Assignment: Below are the records. State how many of their lines hold the word "combat", and add nothing else.

Source data:
**********

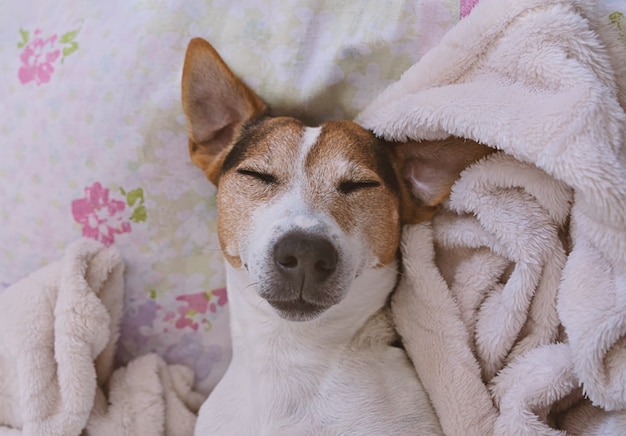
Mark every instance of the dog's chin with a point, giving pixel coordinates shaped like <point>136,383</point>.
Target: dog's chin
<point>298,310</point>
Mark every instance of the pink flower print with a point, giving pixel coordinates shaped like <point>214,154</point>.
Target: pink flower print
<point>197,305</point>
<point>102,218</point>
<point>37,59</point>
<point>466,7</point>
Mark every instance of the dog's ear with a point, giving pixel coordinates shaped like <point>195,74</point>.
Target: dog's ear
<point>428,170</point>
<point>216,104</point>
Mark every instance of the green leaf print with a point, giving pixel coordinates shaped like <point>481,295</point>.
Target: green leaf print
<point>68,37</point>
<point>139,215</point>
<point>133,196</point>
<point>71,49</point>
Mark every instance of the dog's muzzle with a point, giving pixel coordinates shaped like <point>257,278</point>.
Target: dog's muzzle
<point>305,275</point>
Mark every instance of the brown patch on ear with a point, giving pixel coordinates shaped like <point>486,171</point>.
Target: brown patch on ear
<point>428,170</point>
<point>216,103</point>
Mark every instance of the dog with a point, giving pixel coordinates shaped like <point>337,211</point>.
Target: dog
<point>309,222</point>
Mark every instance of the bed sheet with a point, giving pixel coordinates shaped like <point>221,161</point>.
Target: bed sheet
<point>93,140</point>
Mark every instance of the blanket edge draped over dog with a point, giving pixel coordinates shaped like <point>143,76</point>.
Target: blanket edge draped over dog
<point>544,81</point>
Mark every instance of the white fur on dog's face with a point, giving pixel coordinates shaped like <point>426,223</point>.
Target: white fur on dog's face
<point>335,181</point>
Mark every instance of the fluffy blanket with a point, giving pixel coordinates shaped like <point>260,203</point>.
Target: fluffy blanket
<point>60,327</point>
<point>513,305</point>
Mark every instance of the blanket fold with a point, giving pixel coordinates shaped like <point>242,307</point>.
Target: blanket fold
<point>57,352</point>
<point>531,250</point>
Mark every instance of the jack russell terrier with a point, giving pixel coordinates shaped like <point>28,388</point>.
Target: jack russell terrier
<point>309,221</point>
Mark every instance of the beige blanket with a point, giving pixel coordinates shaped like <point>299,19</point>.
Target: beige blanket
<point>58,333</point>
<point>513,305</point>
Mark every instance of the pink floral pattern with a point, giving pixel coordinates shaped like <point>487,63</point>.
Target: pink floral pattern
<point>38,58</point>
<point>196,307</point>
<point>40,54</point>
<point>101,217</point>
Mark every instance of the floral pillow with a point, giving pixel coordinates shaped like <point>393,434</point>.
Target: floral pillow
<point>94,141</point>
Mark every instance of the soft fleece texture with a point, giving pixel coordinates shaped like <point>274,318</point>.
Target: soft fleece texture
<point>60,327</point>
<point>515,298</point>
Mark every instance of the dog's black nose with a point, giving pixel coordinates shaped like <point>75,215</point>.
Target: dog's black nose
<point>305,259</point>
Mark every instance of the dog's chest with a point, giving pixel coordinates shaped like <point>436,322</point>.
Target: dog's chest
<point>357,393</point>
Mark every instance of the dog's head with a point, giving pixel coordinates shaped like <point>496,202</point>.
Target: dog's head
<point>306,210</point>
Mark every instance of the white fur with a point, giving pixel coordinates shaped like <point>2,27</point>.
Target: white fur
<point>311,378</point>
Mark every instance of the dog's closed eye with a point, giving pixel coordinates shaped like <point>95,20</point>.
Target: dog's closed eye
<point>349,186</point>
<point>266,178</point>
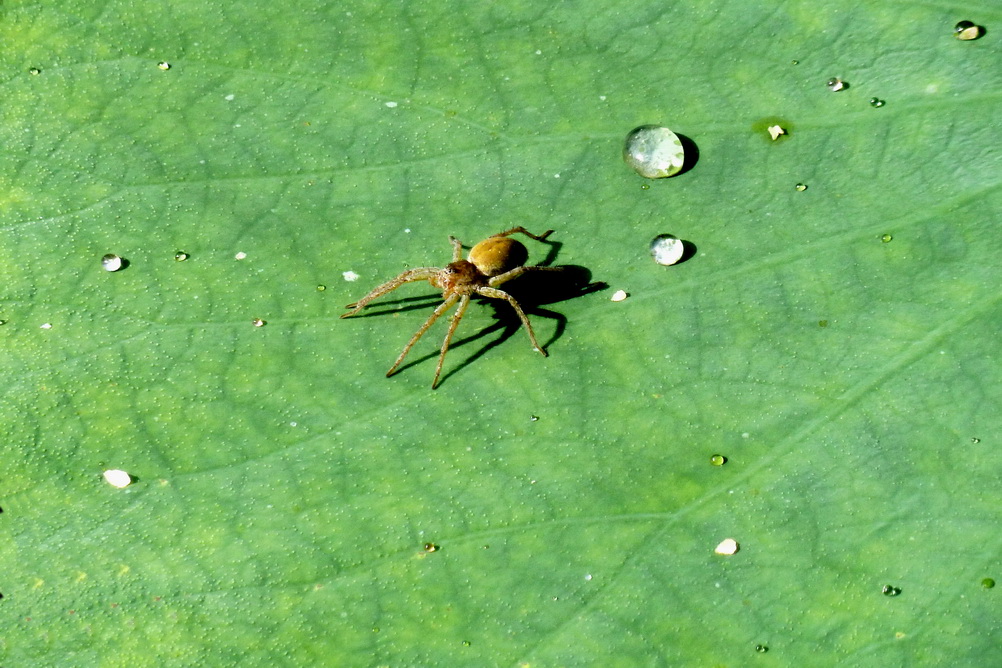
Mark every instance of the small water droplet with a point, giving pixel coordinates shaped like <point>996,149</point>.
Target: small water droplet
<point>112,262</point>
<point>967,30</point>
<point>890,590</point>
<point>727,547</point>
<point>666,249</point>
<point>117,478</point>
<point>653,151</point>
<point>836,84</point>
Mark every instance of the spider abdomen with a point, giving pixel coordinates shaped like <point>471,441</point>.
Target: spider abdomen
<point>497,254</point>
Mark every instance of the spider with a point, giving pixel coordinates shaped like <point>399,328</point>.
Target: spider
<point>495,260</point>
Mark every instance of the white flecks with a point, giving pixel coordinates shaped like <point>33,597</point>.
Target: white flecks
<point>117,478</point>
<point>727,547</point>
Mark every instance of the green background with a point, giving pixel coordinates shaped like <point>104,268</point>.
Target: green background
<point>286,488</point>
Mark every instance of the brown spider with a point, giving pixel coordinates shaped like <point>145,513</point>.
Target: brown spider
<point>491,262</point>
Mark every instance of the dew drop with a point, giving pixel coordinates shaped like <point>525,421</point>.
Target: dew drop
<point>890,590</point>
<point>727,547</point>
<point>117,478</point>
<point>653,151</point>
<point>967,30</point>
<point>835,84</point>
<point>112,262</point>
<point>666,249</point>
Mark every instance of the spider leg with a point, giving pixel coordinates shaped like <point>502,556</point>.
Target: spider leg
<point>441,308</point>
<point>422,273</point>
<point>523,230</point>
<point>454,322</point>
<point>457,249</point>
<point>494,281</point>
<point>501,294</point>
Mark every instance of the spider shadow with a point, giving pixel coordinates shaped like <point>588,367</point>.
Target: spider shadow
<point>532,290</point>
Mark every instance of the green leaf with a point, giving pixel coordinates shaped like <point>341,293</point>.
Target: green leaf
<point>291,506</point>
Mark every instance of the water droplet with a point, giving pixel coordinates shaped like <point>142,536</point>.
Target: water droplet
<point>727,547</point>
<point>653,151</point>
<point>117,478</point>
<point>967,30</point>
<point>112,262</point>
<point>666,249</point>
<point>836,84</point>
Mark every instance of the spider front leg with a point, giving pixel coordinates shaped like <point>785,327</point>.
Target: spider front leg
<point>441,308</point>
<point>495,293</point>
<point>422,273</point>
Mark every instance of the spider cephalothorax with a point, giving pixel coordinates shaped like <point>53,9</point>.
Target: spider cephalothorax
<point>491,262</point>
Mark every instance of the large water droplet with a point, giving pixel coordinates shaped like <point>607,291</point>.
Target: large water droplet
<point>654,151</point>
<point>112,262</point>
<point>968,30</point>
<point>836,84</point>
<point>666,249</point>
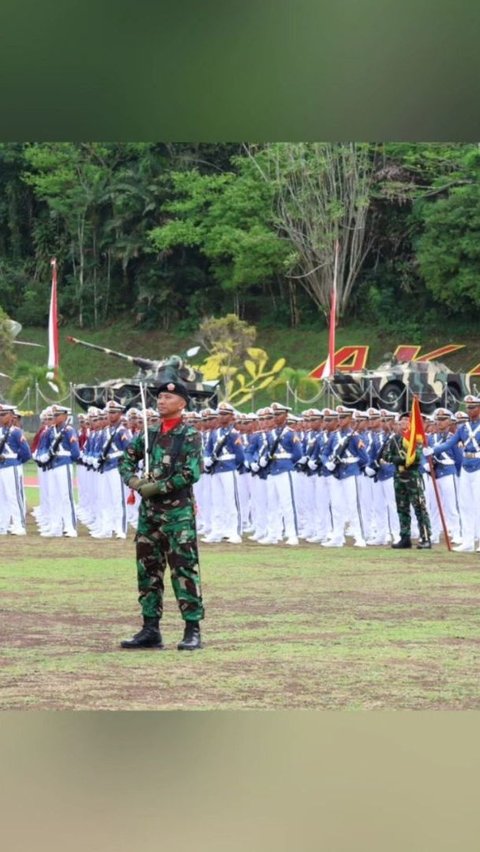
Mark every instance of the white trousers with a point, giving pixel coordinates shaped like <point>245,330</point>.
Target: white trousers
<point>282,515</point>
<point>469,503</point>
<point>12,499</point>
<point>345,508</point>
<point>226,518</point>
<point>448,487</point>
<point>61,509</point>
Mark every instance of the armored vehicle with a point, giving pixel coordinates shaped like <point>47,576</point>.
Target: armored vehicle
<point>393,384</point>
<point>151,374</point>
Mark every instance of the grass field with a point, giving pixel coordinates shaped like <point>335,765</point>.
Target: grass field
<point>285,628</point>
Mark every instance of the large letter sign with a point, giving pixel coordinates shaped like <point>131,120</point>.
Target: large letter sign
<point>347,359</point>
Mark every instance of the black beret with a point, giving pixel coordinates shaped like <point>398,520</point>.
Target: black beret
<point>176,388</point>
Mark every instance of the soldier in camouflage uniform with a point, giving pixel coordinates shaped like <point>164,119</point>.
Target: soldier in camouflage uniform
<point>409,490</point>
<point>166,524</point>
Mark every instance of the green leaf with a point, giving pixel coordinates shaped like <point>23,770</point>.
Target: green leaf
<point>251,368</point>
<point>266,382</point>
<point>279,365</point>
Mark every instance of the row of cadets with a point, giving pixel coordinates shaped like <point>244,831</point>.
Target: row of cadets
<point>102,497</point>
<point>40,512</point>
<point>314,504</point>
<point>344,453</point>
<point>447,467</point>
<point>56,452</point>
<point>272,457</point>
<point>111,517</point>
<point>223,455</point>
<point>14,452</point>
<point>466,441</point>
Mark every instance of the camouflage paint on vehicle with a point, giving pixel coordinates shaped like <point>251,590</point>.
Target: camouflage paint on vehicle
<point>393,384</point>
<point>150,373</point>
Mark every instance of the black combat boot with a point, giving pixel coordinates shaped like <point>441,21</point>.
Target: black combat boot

**********

Answer to the exercise: 2